__TEXTE DU DOCUMENT__:
##########
Découvrir, comprendre, créer, partager

Article

La presse dans la Cité

Les journaux
Les journaux

© Bibliothèque nationale de France

Le format de l'image est incompatible
Indispensable à l’exercice d’une démocratie d’opinion, le quatrième pouvoir se veut l’œil qui, toujours ouvert, veille sur la Cité et ses gouvernants. Un idéal plus ambigu qu’il n’y paraît, et fortement remis en cause par le numérique.

Presse et démocratie

Libération, Le Parisien, Le Figaro, L’Équipe, Le JDD, Le Progrès de Lyon, L’Est républicain, Le Monde, Le Réveil de Mauriac, Ouest-France, Sud-Ouest, Le Dauphiné libéré, Le Petit Bleu d’Agen, La Voix du Nord et tant d’autres… avec la multiplicité de ses titres qui racontent déjà une histoire, la presse fascine. Parce que, quotidiennement, avec le journal, c’est un nouveau monde qui s’écrit. Parce qu’il n’y a rien de plus précieux que cette denrée essentielle – l’information – qui, d’un jour sur l’autre, se périme. Il y a tant de raisons d’aimer la presse qu’on n’en finirait pas de détailler la liste de ses mérites et – pourquoi pas ? – de ses écarts et de ses erreurs… C’est seulement ainsi, dans cette dynamique, que le passé éclaire et sert le présent, sans être, comme l’écrivait Nietzsche, « cette exposition universelle » où l’homme moderne « se promène en spectateur ». Car l’hypothèse de la « fin des journaux », pour reprendre le titre d'un essai de Bernard Poulet, ne fait pas disparaître pour autant la « fabrique de l’information », et plus fondamentalement, dans nos écosystèmes européens, la nécessité d’une presse jouant un rôle déterminant dans l’exercice du gouvernement du peuple par le peuple.
##########
__EXTRAITS DU CORPUS__:
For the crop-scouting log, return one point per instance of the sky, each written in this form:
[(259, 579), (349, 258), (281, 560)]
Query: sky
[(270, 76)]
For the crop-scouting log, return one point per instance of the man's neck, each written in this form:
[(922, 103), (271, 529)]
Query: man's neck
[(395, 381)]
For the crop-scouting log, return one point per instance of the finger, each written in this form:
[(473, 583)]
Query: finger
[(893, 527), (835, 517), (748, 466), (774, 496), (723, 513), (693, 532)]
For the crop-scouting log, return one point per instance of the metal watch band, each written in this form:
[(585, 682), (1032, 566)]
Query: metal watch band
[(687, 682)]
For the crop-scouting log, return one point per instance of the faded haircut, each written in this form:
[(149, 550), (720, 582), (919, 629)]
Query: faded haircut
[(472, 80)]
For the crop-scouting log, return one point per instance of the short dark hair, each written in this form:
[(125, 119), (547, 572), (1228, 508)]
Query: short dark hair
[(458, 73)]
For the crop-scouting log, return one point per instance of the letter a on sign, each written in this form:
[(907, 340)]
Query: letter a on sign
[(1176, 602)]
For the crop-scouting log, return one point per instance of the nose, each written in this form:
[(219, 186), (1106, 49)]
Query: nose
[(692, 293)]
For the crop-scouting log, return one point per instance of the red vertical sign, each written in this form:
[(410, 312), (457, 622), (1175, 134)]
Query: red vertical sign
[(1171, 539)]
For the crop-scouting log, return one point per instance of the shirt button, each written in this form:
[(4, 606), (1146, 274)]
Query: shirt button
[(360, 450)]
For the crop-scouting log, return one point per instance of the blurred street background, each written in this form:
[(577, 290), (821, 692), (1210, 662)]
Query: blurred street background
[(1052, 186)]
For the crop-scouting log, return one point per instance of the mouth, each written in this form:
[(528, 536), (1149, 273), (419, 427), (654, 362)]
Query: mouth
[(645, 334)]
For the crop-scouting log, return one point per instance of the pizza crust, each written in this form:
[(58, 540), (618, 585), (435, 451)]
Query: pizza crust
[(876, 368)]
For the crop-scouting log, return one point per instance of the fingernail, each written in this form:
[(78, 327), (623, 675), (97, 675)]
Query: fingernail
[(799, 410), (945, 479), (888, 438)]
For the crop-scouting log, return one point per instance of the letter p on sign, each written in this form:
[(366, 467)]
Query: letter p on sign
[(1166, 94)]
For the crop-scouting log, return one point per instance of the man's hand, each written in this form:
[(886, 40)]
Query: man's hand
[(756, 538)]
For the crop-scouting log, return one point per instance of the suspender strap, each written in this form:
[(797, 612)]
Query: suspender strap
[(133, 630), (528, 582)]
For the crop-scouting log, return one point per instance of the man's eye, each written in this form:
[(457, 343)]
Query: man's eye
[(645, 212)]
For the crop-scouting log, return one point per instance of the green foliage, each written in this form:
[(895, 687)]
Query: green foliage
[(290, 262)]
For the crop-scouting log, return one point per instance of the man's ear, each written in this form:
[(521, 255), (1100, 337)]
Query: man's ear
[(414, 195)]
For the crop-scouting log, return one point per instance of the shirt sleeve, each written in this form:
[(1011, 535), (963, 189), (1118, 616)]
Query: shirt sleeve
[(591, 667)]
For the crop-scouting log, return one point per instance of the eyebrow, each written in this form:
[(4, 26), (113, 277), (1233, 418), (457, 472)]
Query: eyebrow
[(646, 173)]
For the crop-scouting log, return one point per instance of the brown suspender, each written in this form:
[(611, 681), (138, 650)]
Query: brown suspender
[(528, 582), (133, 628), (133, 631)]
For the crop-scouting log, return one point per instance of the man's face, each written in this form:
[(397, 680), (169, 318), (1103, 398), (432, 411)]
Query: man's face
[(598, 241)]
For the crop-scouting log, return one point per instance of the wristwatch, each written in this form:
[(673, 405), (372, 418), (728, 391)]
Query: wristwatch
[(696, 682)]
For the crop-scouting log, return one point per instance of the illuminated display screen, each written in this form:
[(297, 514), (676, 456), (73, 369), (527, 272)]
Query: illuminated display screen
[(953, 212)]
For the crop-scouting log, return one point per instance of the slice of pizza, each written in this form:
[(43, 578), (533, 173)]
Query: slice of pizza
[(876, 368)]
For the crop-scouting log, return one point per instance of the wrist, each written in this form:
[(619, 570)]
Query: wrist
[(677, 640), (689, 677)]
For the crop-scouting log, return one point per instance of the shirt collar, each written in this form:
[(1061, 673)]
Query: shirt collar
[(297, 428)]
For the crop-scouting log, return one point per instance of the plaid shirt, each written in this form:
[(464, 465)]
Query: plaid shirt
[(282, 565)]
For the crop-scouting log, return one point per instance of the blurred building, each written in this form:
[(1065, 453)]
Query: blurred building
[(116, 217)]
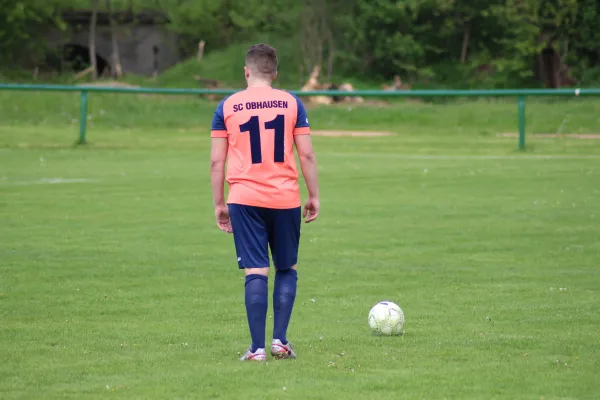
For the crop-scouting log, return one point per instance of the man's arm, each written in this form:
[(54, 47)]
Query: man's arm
[(218, 156), (308, 164)]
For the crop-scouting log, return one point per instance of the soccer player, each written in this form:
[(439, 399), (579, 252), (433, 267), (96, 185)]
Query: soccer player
[(255, 132)]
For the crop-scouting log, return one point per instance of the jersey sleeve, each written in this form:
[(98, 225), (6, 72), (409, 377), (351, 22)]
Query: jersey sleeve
[(302, 127), (218, 128)]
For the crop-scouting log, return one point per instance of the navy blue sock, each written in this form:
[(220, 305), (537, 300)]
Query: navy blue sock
[(257, 302), (284, 295)]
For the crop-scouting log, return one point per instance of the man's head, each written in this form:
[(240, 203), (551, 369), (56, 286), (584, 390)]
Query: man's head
##########
__CONSIGNE__: Reprenez le texte sur la presse dans la Cité à la suite de sa dernière phrase et prolongez-le.

__RÉSULTAT ATTENDU__:
Les crieurs de journaux sous la Révolution française
Les crieurs de journaux sous la Révolution française |

© Bibliothèque nationale de France

Contribuer à faire naître un sentiment collectif

La presse écrite ne se résume pas, loin de là, aux pages politiques. Le sport, le fait divers, la culture, les petites annonces, et bien d’autres rubriques font circuler un flux magmatique, large et régulier, d’informations qui construisent un système de références communes, une cité de papier. Des documents de tous ordres (unes historiques, manuscrits, maquettes, affiches, matériel publicitaire, photographies…) éclairent cette première fonction politique de la presse : contribuer à faire naître un sentiment collectif, en donnant à entendre le bourdonnement des sociétés humaines, en donnant à voir le mouvement brownien des milliers d’individus dont les trajectoires se croisent, s’échangent ou s’entrechoquent. Du village au territoire national, la presse anime, dans un monde globalisé, le sentiment d’appartenance à la localité. Mais ce n’est là qu’un mirage mouvant de la cité. C’est d’un point fixe – la relation à la démocratie – qu’il faut partir pour donner sens à ce monde commun chaque matin imprimé, chaque soir périmé. Et ce, avec une urgence qu’inspirent, dans notre période cyclonique, l’emballement et la multiplication des événements qui, dans certaines parties du monde, renversent les dictatures et les régimes autoritaires, et dans d’autres, mettent à l’épreuve les vieilles démocraties occidentales.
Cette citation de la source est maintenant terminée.